-- Start Extract to read --

Page 1 of 2

[Assembler/C] How I Ended Up Writing A DNS Client and IRC Client In Assembler

Posted: 09 May 2019, 18:22
by alexandria
Background (This post)

It kind of feels weird to write about this in such a 'formal' atmosphere I guess. Forums weirdly carry that kind of atmosphere and I don't know why, but I do know that one step towards making it informal is to start using it as an informal space. I was talking to Michi and complaining that I don't really have a space to talk about this project, and he suggested speaking about it here, so, I guess while my brain is working on the debugging for another project, it might be worth to post about it here.

Background (The project)

Sorry if this is a bit disjointed, currently my memory is a bit all-over the place, I'm piecing this together from my git log and memory of how things went, haha.

Basically, a month or two ago I was tossing about stupid programming ideas with a friend. As a pure joke I said "IRC client written in Assembly using only syscalls", we laughed, the conversation moved on.

But. The seed was planted. The entire night, I couldn't sleep. I had this itch of a project putting down it's roots. I already had three other half-finished projects on the go, I didn't need the work of ANOTHER project, in assembler, no less. A day or so later my willpower snapped like a twig.

The project - First Steps

Ok, so, I figured first thing's first, get basic networking sorted. First target, get a simple function, attach that allows me to shove in an IP and port and get a file descriptor out of it. After about half a day of reading up existing documentation of how to do this via C, and then writing a small prototype.
The early test code (ripped from git and retro-commented, lol) is roughly:

Code: Select all

int main(int argc, char *argv[])

-- End Extract to read --
-- Start Data shown --

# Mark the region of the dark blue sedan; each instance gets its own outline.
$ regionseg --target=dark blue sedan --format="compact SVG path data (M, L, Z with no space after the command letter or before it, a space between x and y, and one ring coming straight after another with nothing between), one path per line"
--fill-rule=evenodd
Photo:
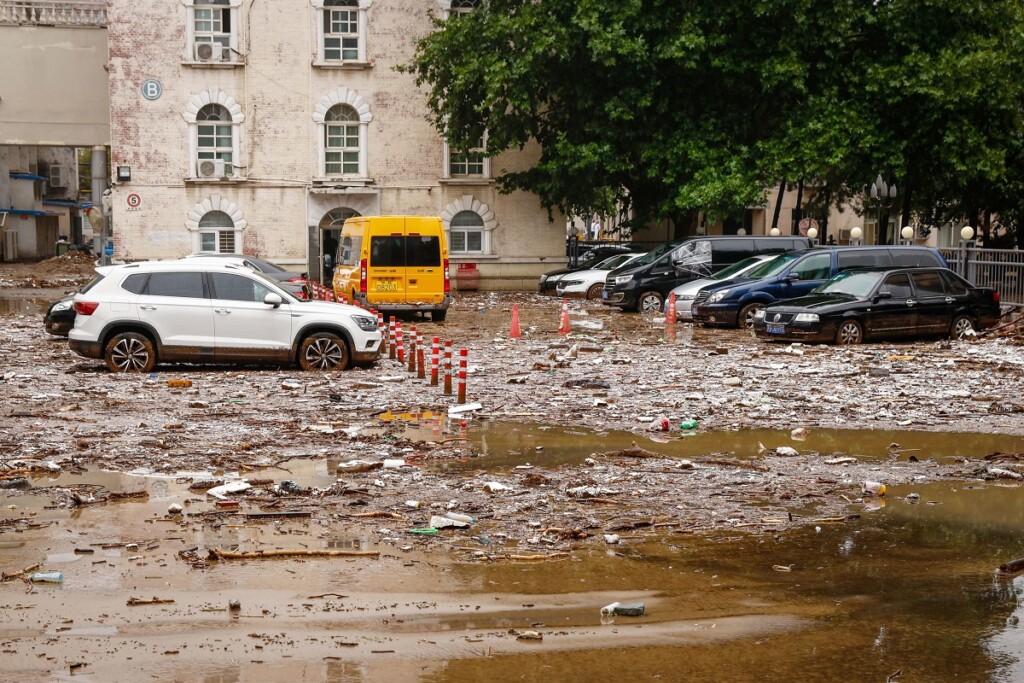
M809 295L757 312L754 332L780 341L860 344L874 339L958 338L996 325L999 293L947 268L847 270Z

-- End Data shown --
-- Start Data shown --

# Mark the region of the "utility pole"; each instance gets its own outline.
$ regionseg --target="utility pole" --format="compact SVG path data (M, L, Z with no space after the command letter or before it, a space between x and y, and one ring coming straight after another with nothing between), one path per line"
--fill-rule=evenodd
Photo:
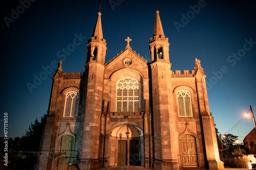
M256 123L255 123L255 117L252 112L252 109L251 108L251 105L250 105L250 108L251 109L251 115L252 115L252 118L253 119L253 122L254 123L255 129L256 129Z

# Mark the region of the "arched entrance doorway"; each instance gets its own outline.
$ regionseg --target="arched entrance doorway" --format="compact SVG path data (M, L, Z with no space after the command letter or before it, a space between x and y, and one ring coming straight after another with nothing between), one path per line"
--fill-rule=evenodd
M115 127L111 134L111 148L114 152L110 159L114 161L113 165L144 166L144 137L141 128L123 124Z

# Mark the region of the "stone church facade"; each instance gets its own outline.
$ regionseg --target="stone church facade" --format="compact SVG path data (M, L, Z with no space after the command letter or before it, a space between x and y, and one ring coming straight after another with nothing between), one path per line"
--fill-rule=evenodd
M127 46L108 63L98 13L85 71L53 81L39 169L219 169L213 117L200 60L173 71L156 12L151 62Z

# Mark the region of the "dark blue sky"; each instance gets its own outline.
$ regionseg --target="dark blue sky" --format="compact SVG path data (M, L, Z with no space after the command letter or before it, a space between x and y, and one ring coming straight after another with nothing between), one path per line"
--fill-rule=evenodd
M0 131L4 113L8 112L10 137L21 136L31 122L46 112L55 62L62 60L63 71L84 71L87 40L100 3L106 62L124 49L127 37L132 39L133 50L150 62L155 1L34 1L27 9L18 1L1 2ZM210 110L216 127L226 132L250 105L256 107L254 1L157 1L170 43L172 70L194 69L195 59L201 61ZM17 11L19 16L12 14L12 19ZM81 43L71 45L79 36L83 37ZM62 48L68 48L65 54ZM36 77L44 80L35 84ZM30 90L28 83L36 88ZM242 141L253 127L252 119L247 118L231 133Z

-- End Data shown --
-- Start Data shown --

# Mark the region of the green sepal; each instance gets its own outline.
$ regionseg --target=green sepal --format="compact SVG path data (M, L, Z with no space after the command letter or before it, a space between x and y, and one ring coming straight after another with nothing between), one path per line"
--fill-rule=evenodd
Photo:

-- End Data shown --

- What to do:
Return, word for word, the part of the forum post about writing an IRC client in assembler that opens with the words containing "Ok, so, I figured" and closes with "argc, char *argv[])".

- Correct output:
Ok, so, I figured first thing's first, get basic networking sorted. First target, get a simple function, attach that allows me to shove in an IP and port and get a file descriptor out of it. After about half a day of reading up existing documentation of how to do this via C, and then writing a small prototype.
The early test code (ripped from git and retro-commented, lol) is roughly:

Code: Select all

int main(int argc, char *argv[])